AIM
Transcribe the material exactly. Images do not belong in the copy.

--- Start ---

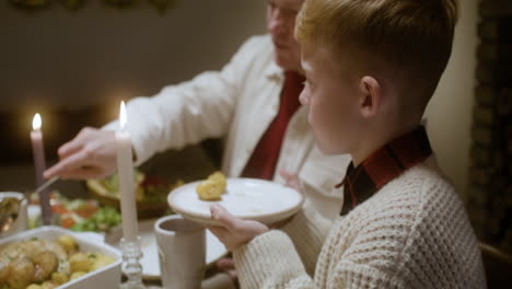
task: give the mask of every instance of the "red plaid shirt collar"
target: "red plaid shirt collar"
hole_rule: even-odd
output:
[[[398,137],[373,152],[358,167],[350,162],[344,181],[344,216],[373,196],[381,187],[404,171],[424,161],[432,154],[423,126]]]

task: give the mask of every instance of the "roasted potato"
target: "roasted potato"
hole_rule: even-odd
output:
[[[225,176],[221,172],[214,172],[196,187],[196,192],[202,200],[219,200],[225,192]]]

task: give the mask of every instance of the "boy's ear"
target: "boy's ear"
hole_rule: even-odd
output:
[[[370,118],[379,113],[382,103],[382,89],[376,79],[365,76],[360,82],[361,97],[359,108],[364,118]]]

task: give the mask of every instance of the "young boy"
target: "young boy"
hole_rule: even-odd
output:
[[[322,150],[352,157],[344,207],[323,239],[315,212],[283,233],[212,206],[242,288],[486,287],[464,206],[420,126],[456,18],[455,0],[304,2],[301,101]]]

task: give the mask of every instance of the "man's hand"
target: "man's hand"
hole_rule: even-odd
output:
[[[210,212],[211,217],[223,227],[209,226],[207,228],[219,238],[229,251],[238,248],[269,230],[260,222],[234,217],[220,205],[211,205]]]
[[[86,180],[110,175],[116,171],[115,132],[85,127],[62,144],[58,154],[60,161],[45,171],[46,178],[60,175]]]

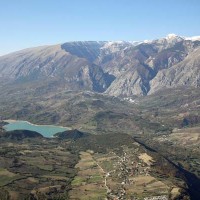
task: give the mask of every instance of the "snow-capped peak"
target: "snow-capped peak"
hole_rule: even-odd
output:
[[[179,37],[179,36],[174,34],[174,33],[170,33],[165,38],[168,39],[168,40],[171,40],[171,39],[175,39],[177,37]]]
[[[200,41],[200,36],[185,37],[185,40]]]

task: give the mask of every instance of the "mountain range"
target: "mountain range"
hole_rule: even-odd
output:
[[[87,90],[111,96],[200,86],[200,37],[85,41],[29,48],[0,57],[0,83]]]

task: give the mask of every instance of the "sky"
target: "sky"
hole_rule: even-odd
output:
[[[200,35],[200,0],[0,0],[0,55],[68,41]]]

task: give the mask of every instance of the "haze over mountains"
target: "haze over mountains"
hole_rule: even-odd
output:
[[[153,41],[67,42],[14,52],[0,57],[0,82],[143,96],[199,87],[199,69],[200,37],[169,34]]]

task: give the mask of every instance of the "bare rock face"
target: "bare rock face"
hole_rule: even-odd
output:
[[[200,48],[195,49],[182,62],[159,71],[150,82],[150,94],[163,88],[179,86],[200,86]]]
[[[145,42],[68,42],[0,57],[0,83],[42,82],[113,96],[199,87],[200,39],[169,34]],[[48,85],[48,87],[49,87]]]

--- End ---

PROBLEM SOLUTION
task: give the mask of every instance of the "red plaid shirt collar"
target: "red plaid shirt collar"
hole_rule: even-odd
output:
[[[398,137],[373,152],[358,167],[350,162],[344,181],[344,216],[373,196],[381,187],[404,171],[424,161],[432,154],[423,126]]]

task: give the mask of every instance of the "roasted potato"
target: "roasted potato"
hole_rule: even-odd
output:
[[[225,176],[221,172],[214,172],[196,187],[196,192],[202,200],[219,200],[225,192]]]

task: give the mask of every instance of the "boy's ear"
target: "boy's ear"
hole_rule: even-odd
output:
[[[370,118],[379,113],[382,103],[382,89],[376,79],[365,76],[360,82],[361,97],[359,108],[364,118]]]

task: give the mask of every instance of the "young boy"
target: "young boy"
hole_rule: even-odd
output:
[[[322,150],[352,157],[344,207],[323,239],[315,212],[283,233],[212,206],[242,288],[486,287],[464,206],[420,126],[456,18],[455,0],[304,2],[301,101]]]

task: give the mask of every instance of the "man's hand"
target: "man's hand"
hole_rule: even-odd
output:
[[[210,212],[211,217],[223,227],[209,226],[207,228],[219,238],[229,251],[238,248],[269,230],[260,222],[234,217],[220,205],[211,205]]]
[[[86,180],[110,175],[116,171],[115,132],[85,127],[62,144],[58,154],[60,161],[45,171],[46,178],[60,175]]]

task: give the mask of every instance of the "snow-capped peak"
target: "snow-capped peak"
hole_rule: even-odd
output:
[[[179,37],[179,36],[174,34],[174,33],[170,33],[165,38],[168,39],[168,40],[171,40],[171,39],[175,39],[177,37]]]
[[[200,41],[200,36],[185,37],[185,40]]]

task: give the mask of every instance of the "mountain range"
target: "mountain range"
hole_rule: even-odd
output:
[[[87,90],[111,96],[200,86],[200,37],[85,41],[29,48],[0,57],[0,83]]]

task: give the mask of every instance of the "sky"
target: "sky"
hole_rule: even-odd
output:
[[[200,35],[200,0],[0,0],[0,55],[68,41]]]

task: give the mask of every instance of the "haze over mountains"
target: "haze over mountains"
hole_rule: even-odd
output:
[[[153,41],[67,42],[14,52],[0,57],[0,82],[143,96],[199,87],[199,69],[200,37],[169,34]]]

task: give the mask of every instance of the "bare rock face"
target: "bare rock face"
hole_rule: even-odd
output:
[[[200,48],[195,49],[182,62],[159,71],[150,82],[150,94],[163,88],[179,86],[200,86]]]
[[[145,42],[68,42],[0,57],[0,83],[42,82],[113,96],[199,87],[200,39],[169,34]],[[48,85],[48,87],[49,87]]]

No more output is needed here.